Problem requirements
All of the records should come back exactly as written.
(Excerpted records Opens)
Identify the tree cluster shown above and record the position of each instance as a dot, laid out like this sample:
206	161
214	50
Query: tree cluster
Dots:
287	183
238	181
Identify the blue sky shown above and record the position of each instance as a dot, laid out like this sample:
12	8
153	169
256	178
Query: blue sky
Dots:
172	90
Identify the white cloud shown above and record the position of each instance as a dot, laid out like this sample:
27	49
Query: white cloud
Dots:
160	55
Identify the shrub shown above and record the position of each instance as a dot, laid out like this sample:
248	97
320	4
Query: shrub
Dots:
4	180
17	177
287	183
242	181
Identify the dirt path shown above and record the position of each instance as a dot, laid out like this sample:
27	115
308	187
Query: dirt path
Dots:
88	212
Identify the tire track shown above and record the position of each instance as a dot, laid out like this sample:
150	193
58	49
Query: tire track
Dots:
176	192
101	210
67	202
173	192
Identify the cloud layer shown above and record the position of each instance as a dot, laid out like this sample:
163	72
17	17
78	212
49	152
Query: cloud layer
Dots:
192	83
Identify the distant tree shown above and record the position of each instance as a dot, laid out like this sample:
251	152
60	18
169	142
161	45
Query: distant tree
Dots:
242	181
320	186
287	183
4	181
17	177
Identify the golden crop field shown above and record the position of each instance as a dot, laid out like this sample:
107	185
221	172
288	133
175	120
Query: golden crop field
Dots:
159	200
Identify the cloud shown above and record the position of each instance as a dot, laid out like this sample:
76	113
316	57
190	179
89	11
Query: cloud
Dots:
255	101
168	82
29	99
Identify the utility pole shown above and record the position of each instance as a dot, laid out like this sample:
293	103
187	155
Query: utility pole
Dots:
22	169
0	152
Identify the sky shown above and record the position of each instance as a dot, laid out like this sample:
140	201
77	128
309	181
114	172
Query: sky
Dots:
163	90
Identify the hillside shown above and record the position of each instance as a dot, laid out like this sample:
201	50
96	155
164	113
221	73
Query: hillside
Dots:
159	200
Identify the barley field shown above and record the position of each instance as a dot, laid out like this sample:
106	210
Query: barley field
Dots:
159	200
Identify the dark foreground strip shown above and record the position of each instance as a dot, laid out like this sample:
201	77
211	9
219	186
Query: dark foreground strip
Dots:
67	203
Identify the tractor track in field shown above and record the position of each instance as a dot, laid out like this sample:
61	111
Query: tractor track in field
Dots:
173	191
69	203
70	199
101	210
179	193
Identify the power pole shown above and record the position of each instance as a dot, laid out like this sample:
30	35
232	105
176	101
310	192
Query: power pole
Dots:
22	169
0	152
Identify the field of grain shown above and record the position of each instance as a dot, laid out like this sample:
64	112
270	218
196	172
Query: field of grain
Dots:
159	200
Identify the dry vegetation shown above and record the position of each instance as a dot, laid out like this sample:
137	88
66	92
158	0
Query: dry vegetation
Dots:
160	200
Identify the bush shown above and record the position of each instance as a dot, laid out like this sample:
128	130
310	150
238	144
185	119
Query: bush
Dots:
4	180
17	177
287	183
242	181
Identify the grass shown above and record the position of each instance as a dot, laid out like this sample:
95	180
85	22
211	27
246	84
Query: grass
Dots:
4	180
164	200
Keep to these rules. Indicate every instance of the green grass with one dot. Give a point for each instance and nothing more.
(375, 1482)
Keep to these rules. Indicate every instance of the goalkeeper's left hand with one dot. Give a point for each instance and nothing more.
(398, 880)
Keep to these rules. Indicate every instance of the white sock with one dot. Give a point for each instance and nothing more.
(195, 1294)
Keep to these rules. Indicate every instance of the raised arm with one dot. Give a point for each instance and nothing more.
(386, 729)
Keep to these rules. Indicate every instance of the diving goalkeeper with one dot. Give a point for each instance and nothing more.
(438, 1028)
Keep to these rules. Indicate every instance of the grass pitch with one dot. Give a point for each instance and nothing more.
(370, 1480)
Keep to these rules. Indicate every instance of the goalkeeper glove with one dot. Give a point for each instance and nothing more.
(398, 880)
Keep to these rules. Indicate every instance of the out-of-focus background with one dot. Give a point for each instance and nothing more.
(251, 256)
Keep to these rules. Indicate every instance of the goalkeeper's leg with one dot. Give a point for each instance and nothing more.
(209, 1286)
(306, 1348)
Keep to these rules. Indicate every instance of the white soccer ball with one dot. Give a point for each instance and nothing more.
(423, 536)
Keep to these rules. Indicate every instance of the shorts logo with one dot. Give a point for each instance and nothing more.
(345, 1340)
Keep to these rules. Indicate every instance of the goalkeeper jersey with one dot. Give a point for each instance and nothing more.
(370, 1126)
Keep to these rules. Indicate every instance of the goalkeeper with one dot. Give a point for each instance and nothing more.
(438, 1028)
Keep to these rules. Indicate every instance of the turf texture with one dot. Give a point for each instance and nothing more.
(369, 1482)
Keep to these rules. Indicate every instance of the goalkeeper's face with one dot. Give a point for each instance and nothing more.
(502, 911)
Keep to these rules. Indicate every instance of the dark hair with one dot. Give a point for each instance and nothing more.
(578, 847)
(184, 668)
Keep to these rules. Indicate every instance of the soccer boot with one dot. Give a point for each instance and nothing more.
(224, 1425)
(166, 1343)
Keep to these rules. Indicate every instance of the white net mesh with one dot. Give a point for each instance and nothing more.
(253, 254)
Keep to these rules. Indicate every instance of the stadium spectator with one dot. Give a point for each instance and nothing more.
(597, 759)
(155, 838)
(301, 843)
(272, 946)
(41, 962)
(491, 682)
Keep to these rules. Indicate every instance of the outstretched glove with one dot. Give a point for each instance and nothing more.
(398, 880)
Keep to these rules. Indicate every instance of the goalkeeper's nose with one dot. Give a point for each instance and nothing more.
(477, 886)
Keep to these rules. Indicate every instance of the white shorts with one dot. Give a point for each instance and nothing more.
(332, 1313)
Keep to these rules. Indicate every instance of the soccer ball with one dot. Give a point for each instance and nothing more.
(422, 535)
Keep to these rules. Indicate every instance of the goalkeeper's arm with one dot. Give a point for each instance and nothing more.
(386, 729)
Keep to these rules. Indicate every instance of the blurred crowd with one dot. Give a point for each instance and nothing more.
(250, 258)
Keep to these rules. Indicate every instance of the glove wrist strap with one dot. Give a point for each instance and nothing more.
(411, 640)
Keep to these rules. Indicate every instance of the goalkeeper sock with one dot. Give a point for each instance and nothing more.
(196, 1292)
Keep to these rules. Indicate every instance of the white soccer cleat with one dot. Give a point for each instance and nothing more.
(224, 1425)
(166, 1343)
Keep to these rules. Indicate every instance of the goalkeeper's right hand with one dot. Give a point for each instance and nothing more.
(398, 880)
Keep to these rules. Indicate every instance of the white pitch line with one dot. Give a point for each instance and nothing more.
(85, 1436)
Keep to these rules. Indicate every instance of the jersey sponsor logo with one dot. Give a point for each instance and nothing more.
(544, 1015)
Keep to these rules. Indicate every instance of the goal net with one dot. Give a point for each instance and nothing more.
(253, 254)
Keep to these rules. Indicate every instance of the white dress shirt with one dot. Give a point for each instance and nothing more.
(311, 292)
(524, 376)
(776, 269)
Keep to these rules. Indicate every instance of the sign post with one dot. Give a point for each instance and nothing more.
(Excerpted records Closes)
Written answer
Identify the tree cluster shown above and record the position of each instance as a dot, laid out like this sample:
206	161
214	50
Query: tree cluster
Dots:
287	183
238	181
Identify the blue sky shown above and record the position of each instance as a dot, laid out like this sample:
12	8
153	169
256	178
Query: blue sky
Dots:
172	90
Identify the white cloud shown above and record the position of each instance as a dot, laid out like this sample:
27	49
Query: white cloud
Dots:
160	55
Identify the shrub shown above and record the position of each instance as a dot, laid out like this sample:
248	97
320	4
Query: shrub
Dots:
4	180
17	177
287	183
242	181
Identify the dirt path shown above and record the position of each instance as a dot, laid out like this sample:
27	115
308	187
Query: dirt path
Dots:
88	212
Identify the tire track shown above and record the position of each instance as a dot, laid out like this sample:
150	193
58	49
Query: tire track
Dots:
176	192
101	210
67	202
173	192
Identify the cloud layer shown above and record the position of each instance as a dot, laid out like this sample:
163	72
17	17
78	212
49	152
Query: cloud layer
Dots:
192	83
Identify the distant tree shown above and record the position of each instance as a dot, laid out like this sample:
251	152
60	18
169	142
161	45
Query: distant tree
Dots:
242	181
320	186
287	183
4	181
17	177
Identify the golden crop field shown above and record the position of each instance as a dot, laid out like this sample:
107	185
221	172
288	133
175	120
Query: golden crop field
Dots:
159	200
Identify the cloud shown above and record the position of each instance as a dot, laid out like this sample:
76	113
316	57
190	179
89	11
Query: cloud
Dots:
255	101
168	82
29	99
Identify the utility pole shown above and record the position of each instance as a dot, laid out like this sample:
293	103
187	155
Query: utility pole
Dots:
22	169
0	152
Identify the sky shown above and record the position of each instance as a dot, laid out like this sample:
140	201
77	128
309	181
114	172
Query: sky
Dots:
163	90
Identify the hillside shown above and record the position of each instance as a dot, laid out like this sample:
201	50
96	155
164	113
221	73
Query: hillside
Dots:
159	200
Identify the barley field shown above and record the position of each instance as a dot, laid out like this sample:
106	210
Query: barley field
Dots:
159	200
Identify the dark foreground strip shown above and record the position of each instance as a dot, laid out like this sample:
201	77
211	9
219	186
Query: dark foreground strip
Dots:
67	203
Identify the tractor track in field shown above and record the position of each instance as a dot, laid out like this sample:
61	111
Query: tractor track in field
Dots:
173	191
69	203
70	199
101	210
179	193
Identify the power pole shown above and record the position of each instance as a dot, laid out like this sample:
30	35
232	105
176	101
310	192
Query: power pole
Dots:
22	169
0	152
Identify the field of grain shown above and record the position of each instance as a dot, laid out like this sample:
64	112
270	218
196	172
Query: field of grain
Dots:
159	200
Identify the dry vegetation shown above and record the position of each instance as a dot, laid out like this sample:
137	88
66	92
158	0
Query: dry vegetation
Dots:
160	200
Identify the bush shown above and record the position of each instance as a dot, laid out like this sample:
128	130
310	150
238	144
185	119
Query: bush
Dots:
4	180
17	177
287	183
242	181
Identify the grass shown above and record the position of each instance as a dot, laid out like this sample:
95	180
85	22
211	27
246	84
Query: grass
Dots:
4	180
164	200
Keep to these rules. Indicate every instance of the green grass with one dot. Give a point for each instance and nothing more.
(375, 1482)
Keep to these rules. Indicate every instance of the goalkeeper's left hand with one dot. Give a point for each instance and nothing more.
(398, 880)
Keep to these rules. Indicate every instance of the white sock with one dot. Give a point for each instance and nothing more.
(195, 1294)
Keep to these rules. Indicate every instance of the raised arm with one dot. Give a point for each instance and nothing more.
(386, 729)
Keep to these rules. Indicate every instance of the diving goalkeeper with one dot. Give a point for each instance and nothing more.
(438, 1028)
Keep to these rules. Indicate every instance of the grass pitch with one dot. Give a point for each instance and nothing more.
(370, 1480)
Keep to these rules. Indicate every instance of the goalkeeper glove with one dot. Give a point for each instance and nothing more.
(398, 880)
Keep to these rules. Indicate every instance of the out-of-focus background with one dot. Give a point for each instance and nothing more.
(251, 256)
Keep to these rules. Indicate every instance of the goalkeeper's leg with one dot. Give a point for each instance and nothing more.
(209, 1286)
(306, 1348)
Keep to these rules. Indicate every instance of the white soccer ball with one dot. Give a point for each instance and nothing more.
(423, 536)
Keep to these rules. Indicate every instance of the shorts logo with one dot. Give a point for each instance and nothing more.
(345, 1340)
Keep to these rules. Indicate every instance of the goalkeeper jersey with one dot. Give a point for each instance and nothing more.
(370, 1126)
Keep to these rules. Indicate every instance of the goalkeeper with one dot. Give a point for each instance and nothing more.
(438, 1028)
Keep to these rules. Indicate every instance of the turf texture with one dot. Give a point for each instance and nothing more.
(369, 1482)
Keep to these rules. Indicate every instance of the goalkeeper's face with one dot. Give a point for each instance and nothing more.
(502, 911)
Keep to these rules. Indicate every instance of the dark hair with one dot. Give a point for each instance and nothing more.
(578, 847)
(184, 668)
Keep to these rules. Indicate every instance of the soccer boot with one dot. Give a point for each instance and nothing more.
(224, 1425)
(166, 1343)
Keep to these rules. Indicate every instance of the white net mesh with one dot. Give a point for each instance and nothing more.
(253, 254)
Keep to these rules. Indicate every instance of the stadium spectator with one dot. Give a point for each instance and nothing more.
(597, 759)
(155, 838)
(301, 843)
(272, 946)
(41, 962)
(491, 682)
Keep to these rules. Indicate every instance of the outstretched glove with one dot. Give a point for each instance and nothing more.
(398, 880)
Keep to these rules. Indicate every instance of the goalkeeper's nose with one dot. Give a point for each instance and nothing more.
(477, 886)
Keep to these rules. Indicate every instance of the white shorts with one dot. Give a point for each instance and nothing more.
(332, 1313)
Keep to these rules. Indicate every instance of the soccer ball with one dot. Give a point for each instance and nothing more.
(422, 535)
Keep to these rules. Indicate every instance of the goalkeeper's arm with one dot. Give a point for each instance and nothing more.
(386, 729)
Keep to these rules. Indicate every instance of the blurred crowd with one dot. Give a point for each instance and nothing more.
(250, 258)
Keep to these rules. Indicate every instance of the glove wrist strap with one dot. Give a point for each instance and nothing more.
(411, 640)
Keep to these rules. Indicate every instance of the goalkeeper sock with one dot. Give a point for each instance and nothing more.
(196, 1292)
Keep to these rules. Indicate every instance of the white soccer cleat with one dot. Give a point for each instance and nothing more.
(224, 1425)
(166, 1343)
Keep to these rules. Indicate every instance of the goalkeeper's right hand with one dot. Give a point for each instance and nothing more.
(398, 880)
Keep to these rules. Indicate every instance of the white pitch line with one dot. Give a point for each instance and nothing more.
(85, 1436)
Keep to these rules. Indicate every instance of the jersey sponsor logo with one dot. Give a point for each instance and nothing more.
(544, 1015)
Keep to these rules. Indicate every instance of the goal net with one dot. Give a point for each instance and nothing more.
(253, 254)
Keep to these rules. Indicate every instance of the white dress shirt with one dot. Give a point for each instance and nothing more.
(311, 292)
(524, 376)
(776, 269)
Keep to these rules. Indicate every instance of the sign post with one dot. Give a point for each instance and nothing more.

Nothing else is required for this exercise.